#### Brief:
Update the material from the line with "Phrase -- green foliage" through its end by changing every "rear door" to "back door" and leaving everything else as it is. Give back only those updated lines.

#### Excerpts of location labeling data:
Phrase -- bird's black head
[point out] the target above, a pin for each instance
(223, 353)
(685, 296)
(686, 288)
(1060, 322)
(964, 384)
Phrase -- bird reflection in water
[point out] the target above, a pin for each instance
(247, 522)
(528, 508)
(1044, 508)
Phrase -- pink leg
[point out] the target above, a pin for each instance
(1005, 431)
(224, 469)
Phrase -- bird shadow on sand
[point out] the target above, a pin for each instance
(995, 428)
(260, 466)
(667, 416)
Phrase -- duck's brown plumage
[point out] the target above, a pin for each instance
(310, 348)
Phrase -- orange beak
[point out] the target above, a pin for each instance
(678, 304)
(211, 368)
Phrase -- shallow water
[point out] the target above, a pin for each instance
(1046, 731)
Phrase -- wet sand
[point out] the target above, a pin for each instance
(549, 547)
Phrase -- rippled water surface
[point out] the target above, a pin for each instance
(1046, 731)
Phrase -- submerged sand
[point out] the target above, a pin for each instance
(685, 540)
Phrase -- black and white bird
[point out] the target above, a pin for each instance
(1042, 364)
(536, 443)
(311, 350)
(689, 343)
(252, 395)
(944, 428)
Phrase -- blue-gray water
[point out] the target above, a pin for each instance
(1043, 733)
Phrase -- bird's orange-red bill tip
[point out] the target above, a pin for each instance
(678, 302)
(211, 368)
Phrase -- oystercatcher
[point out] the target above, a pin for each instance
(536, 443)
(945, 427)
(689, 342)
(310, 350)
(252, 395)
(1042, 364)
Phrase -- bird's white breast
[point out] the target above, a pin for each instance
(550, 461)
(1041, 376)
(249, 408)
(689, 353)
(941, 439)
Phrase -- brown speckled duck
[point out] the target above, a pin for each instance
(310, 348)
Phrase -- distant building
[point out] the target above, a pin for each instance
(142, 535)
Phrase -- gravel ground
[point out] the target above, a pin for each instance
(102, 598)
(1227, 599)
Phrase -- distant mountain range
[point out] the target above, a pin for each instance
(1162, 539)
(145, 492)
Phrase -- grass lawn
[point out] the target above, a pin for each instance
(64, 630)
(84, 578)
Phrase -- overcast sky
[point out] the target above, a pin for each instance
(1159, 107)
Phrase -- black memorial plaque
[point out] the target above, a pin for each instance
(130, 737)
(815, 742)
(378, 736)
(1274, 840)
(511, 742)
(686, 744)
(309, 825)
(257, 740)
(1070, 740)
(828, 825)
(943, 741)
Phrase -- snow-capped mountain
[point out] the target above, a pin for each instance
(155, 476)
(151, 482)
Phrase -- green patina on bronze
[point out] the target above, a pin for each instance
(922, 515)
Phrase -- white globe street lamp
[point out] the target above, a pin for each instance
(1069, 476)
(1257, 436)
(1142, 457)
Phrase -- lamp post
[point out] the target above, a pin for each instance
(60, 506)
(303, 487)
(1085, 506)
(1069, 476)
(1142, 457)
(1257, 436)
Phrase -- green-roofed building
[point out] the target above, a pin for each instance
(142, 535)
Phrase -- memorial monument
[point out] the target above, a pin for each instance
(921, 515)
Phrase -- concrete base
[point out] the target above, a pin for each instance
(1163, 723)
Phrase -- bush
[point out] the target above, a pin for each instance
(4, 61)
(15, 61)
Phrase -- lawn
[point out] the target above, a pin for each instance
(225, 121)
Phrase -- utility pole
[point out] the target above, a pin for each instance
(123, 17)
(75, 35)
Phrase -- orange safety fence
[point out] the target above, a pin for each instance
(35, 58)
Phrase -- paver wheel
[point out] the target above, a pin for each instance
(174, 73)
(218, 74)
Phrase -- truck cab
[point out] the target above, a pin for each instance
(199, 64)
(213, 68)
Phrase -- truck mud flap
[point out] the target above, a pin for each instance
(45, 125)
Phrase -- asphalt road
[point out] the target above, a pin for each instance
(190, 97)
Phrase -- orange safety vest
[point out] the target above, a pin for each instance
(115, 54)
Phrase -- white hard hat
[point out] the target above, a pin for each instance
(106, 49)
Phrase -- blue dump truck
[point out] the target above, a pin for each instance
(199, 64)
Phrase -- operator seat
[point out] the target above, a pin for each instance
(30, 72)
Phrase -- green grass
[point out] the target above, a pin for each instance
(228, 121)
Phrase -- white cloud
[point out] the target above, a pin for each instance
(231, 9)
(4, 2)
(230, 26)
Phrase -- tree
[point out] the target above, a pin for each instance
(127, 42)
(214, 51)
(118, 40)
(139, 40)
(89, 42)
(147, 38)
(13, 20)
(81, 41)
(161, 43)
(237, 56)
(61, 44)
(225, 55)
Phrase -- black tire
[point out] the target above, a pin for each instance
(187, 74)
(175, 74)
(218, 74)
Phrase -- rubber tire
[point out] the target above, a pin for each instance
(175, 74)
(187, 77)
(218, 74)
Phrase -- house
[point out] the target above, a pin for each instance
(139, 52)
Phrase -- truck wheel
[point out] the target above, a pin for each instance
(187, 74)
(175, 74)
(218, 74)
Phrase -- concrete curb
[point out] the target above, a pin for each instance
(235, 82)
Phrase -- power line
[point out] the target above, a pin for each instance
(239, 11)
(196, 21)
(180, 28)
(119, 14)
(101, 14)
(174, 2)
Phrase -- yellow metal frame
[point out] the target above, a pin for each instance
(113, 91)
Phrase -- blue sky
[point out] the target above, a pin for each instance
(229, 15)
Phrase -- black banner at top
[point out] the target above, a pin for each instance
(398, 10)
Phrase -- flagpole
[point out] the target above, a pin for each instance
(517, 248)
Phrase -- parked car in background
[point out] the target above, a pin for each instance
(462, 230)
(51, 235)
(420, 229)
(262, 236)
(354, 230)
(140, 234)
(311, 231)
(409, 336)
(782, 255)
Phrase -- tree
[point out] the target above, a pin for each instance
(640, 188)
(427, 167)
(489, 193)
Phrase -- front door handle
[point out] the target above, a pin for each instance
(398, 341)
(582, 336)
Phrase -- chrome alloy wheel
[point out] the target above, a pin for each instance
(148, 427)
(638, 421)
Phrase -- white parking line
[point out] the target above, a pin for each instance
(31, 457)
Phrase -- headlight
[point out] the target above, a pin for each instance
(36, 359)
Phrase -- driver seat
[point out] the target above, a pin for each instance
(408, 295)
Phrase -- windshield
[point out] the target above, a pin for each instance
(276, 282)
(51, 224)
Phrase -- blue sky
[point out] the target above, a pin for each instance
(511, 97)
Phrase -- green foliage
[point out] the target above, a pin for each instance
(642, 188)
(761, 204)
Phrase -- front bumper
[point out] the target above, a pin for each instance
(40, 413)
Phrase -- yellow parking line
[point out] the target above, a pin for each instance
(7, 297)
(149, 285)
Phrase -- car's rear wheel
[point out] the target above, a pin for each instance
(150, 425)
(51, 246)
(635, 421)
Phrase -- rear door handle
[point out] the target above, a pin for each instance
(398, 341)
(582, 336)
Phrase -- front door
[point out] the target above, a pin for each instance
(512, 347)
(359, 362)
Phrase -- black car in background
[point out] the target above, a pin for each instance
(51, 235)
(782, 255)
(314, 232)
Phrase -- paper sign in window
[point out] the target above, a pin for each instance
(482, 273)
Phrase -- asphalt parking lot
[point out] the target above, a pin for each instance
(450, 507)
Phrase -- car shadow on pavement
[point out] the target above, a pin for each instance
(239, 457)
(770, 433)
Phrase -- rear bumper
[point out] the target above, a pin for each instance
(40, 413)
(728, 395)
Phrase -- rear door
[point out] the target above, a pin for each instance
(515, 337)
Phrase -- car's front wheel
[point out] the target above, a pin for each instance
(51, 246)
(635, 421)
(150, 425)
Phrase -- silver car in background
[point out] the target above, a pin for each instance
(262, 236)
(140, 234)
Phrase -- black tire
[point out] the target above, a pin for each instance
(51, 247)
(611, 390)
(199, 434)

#### Solution below:
Phrase -- green foliage
[point out] the target above, a pin for each instance
(642, 188)
(761, 204)
Phrase -- front bumper
[point out] the target above, a pin for each instance
(40, 413)
Phrase -- yellow parking line
[point out] the target above, a pin for each instance
(7, 297)
(149, 285)
Phrase -- car's rear wheel
[point out] the target above, a pin for each instance
(150, 425)
(51, 246)
(635, 421)
Phrase -- back door handle
[point out] the target above, a pin for each instance
(398, 341)
(582, 336)
Phrase -- front door
[point out] the target above, a pin for each instance
(512, 347)
(359, 362)
Phrase -- black car in background
[point out] the target above, a pin for each instance
(51, 235)
(782, 255)
(314, 232)
Phrase -- paper sign in window
[point out] the target above, a pin for each instance
(482, 273)
Phrase -- asphalt parking lot
[point out] the target above, a pin for each instance
(450, 507)
Phrase -- car shadow on pavement
[point out] the target above, a pin for each instance
(239, 457)
(770, 433)
Phrase -- rear bumper
[point out] the target above, a pin for each instance
(40, 413)
(728, 395)
Phrase -- back door
[point out] the target above, a pin for each instance
(515, 337)
Phrase -- car's front wheel
[point out] the target above, a pin for each instance
(51, 246)
(635, 421)
(150, 425)
Phrase -- silver car in background
[point out] the target above, a pin for each instance
(262, 236)
(140, 234)
Phrase -- black tire
[point out] the target above, a pin for each instance
(51, 247)
(611, 390)
(199, 434)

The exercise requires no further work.